#### EXERCISE DATA ####
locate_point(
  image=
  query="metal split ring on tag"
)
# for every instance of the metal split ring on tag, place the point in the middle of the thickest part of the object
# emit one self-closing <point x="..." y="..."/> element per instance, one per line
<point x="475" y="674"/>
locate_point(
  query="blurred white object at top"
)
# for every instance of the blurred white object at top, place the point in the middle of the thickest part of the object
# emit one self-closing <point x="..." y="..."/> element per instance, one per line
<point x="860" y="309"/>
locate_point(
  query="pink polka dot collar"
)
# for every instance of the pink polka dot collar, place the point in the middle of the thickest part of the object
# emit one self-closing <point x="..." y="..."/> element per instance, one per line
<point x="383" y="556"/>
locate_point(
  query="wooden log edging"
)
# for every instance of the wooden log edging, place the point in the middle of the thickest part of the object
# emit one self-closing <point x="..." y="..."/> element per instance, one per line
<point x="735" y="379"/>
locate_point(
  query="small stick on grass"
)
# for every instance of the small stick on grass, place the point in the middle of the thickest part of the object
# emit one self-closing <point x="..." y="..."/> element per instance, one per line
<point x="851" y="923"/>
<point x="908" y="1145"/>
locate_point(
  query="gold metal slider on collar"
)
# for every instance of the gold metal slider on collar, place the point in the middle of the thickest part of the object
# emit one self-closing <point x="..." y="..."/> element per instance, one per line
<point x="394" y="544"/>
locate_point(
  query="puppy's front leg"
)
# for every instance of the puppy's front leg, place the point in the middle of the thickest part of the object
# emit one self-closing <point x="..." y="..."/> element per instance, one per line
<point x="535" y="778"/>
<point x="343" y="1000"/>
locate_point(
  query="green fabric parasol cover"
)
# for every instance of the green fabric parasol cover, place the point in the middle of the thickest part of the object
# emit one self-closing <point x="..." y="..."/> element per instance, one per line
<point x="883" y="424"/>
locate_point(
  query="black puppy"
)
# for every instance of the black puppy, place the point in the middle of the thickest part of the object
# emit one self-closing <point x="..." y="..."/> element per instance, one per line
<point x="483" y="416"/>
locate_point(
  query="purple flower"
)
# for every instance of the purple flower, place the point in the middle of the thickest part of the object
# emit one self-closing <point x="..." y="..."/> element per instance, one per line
####
▸ WORK TASK: Copy out all lines of the material above in which "slider" occurs.

▸ EXERCISE RESULT:
  query="gold metal slider on collar"
# for every instance of the gold metal slider on collar, place the point in the middle of the thickest part of the object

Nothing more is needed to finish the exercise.